TO BE DONE: Write out the data below word for word, keeping every line unchanged.

Segmentation labeling entries:
▬▬▬▬▬▬

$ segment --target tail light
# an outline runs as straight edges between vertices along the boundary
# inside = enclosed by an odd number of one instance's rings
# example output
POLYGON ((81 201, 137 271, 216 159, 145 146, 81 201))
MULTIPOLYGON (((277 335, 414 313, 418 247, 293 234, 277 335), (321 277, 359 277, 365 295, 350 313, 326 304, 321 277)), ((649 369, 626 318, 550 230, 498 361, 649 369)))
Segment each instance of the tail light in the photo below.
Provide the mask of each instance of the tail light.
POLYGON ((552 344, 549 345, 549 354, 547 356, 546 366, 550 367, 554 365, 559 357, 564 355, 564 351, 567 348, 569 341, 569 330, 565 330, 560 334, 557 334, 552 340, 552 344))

▬▬▬▬▬▬

ANSWER BELOW:
$ segment --target tail light
# an outline runs as straight edges between vertices along the boundary
# inside = enclosed by an odd number of one instance's rings
# example output
POLYGON ((81 201, 137 271, 216 159, 145 146, 81 201))
MULTIPOLYGON (((277 335, 414 313, 418 247, 293 234, 277 335), (321 277, 359 277, 365 295, 350 313, 326 304, 321 277)), ((649 369, 626 318, 550 230, 498 361, 649 369)))
Segment each instance of the tail light in the photo below.
Provide the mask of each instance of the tail light.
POLYGON ((552 344, 549 345, 549 354, 547 356, 546 366, 550 367, 554 365, 559 357, 564 355, 564 351, 567 348, 569 341, 569 330, 565 330, 560 334, 557 334, 552 340, 552 344))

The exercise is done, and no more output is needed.